BEGIN
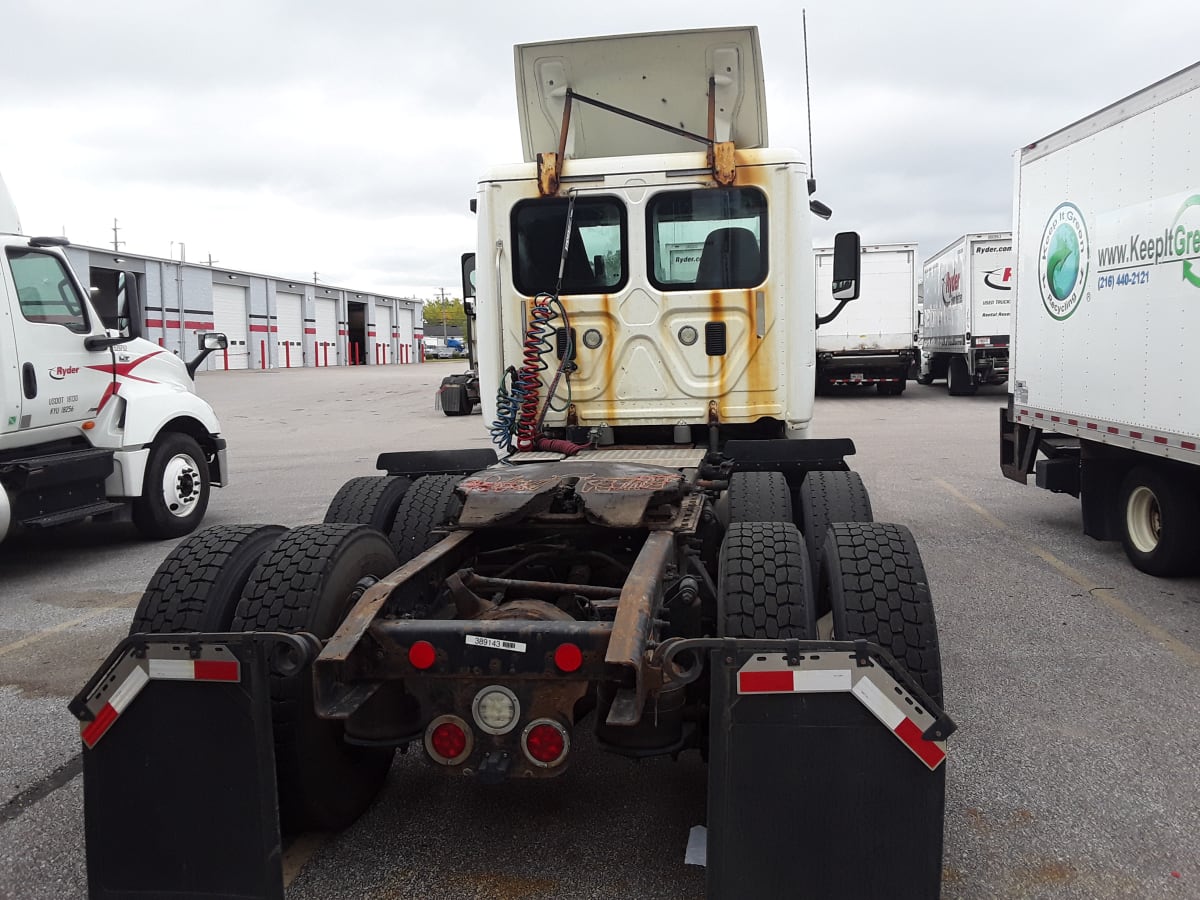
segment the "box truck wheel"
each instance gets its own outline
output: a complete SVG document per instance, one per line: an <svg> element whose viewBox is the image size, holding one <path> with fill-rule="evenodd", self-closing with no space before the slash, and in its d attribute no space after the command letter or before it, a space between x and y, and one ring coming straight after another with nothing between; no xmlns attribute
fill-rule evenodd
<svg viewBox="0 0 1200 900"><path fill-rule="evenodd" d="M460 481L457 475L426 475L412 483L400 501L392 525L392 546L401 563L424 553L442 539L434 529L458 515L462 501L454 496L454 487Z"/></svg>
<svg viewBox="0 0 1200 900"><path fill-rule="evenodd" d="M250 576L230 630L307 631L324 640L350 612L359 580L382 578L397 565L387 538L366 525L295 528ZM344 828L362 815L394 750L347 744L342 722L318 718L307 667L271 676L271 720L283 829Z"/></svg>
<svg viewBox="0 0 1200 900"><path fill-rule="evenodd" d="M884 397L899 397L907 385L903 381L880 381L875 385L877 393Z"/></svg>
<svg viewBox="0 0 1200 900"><path fill-rule="evenodd" d="M903 525L838 522L825 532L818 590L833 639L874 641L942 705L942 656L917 542Z"/></svg>
<svg viewBox="0 0 1200 900"><path fill-rule="evenodd" d="M804 536L791 522L731 524L717 573L720 636L815 639L808 566Z"/></svg>
<svg viewBox="0 0 1200 900"><path fill-rule="evenodd" d="M282 525L214 525L178 544L150 578L130 634L228 631L259 559Z"/></svg>
<svg viewBox="0 0 1200 900"><path fill-rule="evenodd" d="M1121 484L1121 510L1121 544L1137 568L1160 576L1197 570L1200 494L1195 487L1137 466Z"/></svg>
<svg viewBox="0 0 1200 900"><path fill-rule="evenodd" d="M965 358L950 358L950 366L946 371L946 390L951 397L969 397L979 390L979 385L971 381L971 370L967 368Z"/></svg>
<svg viewBox="0 0 1200 900"><path fill-rule="evenodd" d="M401 475L351 478L333 495L325 512L325 522L370 525L386 534L392 530L396 510L411 484L411 478Z"/></svg>
<svg viewBox="0 0 1200 900"><path fill-rule="evenodd" d="M734 472L729 522L791 522L792 491L782 472Z"/></svg>
<svg viewBox="0 0 1200 900"><path fill-rule="evenodd" d="M830 522L870 522L871 497L857 472L809 472L796 492L800 501L800 520L796 523L804 532L808 544L809 567L813 577L821 571L821 554L825 547L825 529ZM829 612L829 604L820 594L816 600L817 616Z"/></svg>
<svg viewBox="0 0 1200 900"><path fill-rule="evenodd" d="M208 461L196 439L161 434L150 448L142 496L133 501L133 524L148 538L190 534L208 509L208 492Z"/></svg>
END
● Problem requirements
Reproduce the full listing above verbatim, with no pictures included.

● Response
segment the "box truck wheel"
each instance gets its own outline
output: a complete SVG document per instance, one per line: an <svg> element whose viewBox is the image size, holding one <path> with fill-rule="evenodd", self-closing with no space before the slash, and in its d attribute no space after the command letter or before it, a space between x and y, and one ring coming straight after another with nothing between; no xmlns attribute
fill-rule evenodd
<svg viewBox="0 0 1200 900"><path fill-rule="evenodd" d="M460 481L457 475L426 475L412 483L400 501L392 525L392 546L401 563L424 553L442 539L434 529L458 515L462 501L454 496L454 487Z"/></svg>
<svg viewBox="0 0 1200 900"><path fill-rule="evenodd" d="M250 576L230 630L307 631L324 640L350 612L359 580L382 578L397 565L387 538L366 525L295 528ZM344 828L362 815L394 750L347 744L342 722L318 718L307 667L271 676L271 720L283 829Z"/></svg>
<svg viewBox="0 0 1200 900"><path fill-rule="evenodd" d="M884 397L899 397L907 385L903 381L880 381L875 385L877 393Z"/></svg>
<svg viewBox="0 0 1200 900"><path fill-rule="evenodd" d="M903 525L838 522L825 532L818 590L833 639L874 641L942 705L942 656L917 542Z"/></svg>
<svg viewBox="0 0 1200 900"><path fill-rule="evenodd" d="M804 536L791 522L731 524L717 573L720 636L815 639L808 566Z"/></svg>
<svg viewBox="0 0 1200 900"><path fill-rule="evenodd" d="M282 525L214 525L178 544L150 578L130 634L228 631L259 559Z"/></svg>
<svg viewBox="0 0 1200 900"><path fill-rule="evenodd" d="M1121 484L1121 510L1121 544L1137 568L1160 576L1197 570L1200 494L1195 487L1137 466Z"/></svg>
<svg viewBox="0 0 1200 900"><path fill-rule="evenodd" d="M965 358L950 358L950 366L946 371L946 390L951 397L969 397L979 390L979 385L971 381L971 370L967 368Z"/></svg>
<svg viewBox="0 0 1200 900"><path fill-rule="evenodd" d="M401 475L351 478L333 495L325 512L325 522L370 525L386 534L392 530L396 510L411 484L411 478Z"/></svg>
<svg viewBox="0 0 1200 900"><path fill-rule="evenodd" d="M734 472L729 522L791 522L792 491L782 472Z"/></svg>
<svg viewBox="0 0 1200 900"><path fill-rule="evenodd" d="M830 522L870 522L871 497L857 472L809 472L796 492L800 501L800 520L796 523L804 532L808 544L809 567L813 577L821 571L821 554L825 547L825 529ZM829 612L829 604L820 594L816 600L817 616Z"/></svg>
<svg viewBox="0 0 1200 900"><path fill-rule="evenodd" d="M208 461L196 439L161 434L150 448L142 496L133 501L133 524L148 538L190 534L208 509L208 492Z"/></svg>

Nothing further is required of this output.